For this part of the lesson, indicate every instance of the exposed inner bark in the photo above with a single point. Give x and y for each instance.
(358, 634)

--

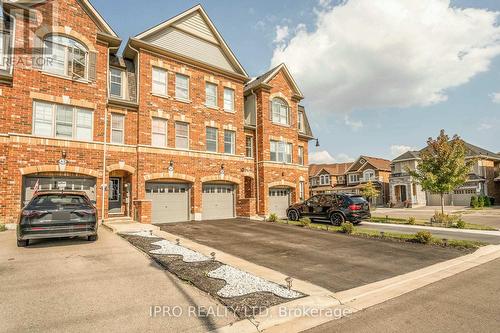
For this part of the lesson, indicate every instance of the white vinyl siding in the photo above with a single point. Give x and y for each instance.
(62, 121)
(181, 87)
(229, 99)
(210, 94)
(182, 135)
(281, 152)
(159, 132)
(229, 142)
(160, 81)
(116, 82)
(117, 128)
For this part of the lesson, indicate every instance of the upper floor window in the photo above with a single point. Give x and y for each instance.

--

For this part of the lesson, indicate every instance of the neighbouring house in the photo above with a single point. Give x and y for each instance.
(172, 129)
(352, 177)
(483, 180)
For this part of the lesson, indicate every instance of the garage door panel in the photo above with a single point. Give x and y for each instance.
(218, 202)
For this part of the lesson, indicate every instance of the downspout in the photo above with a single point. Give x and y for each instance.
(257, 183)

Problem statement
In the data above, find the line with "of the white" and the line with "of the upper". Retype both, plus every line between them, exactly.

Result of this task
For this part of the lesson, indicate every instance of the white vinyl siding in the photo above with a single point. Give x and y for each instance.
(62, 121)
(181, 87)
(229, 99)
(210, 94)
(182, 135)
(281, 152)
(159, 132)
(229, 142)
(160, 81)
(116, 82)
(117, 128)
For this part of the lesson, indicate every instance of the upper floor window in the photo above with a single point. Give x and y for each instance.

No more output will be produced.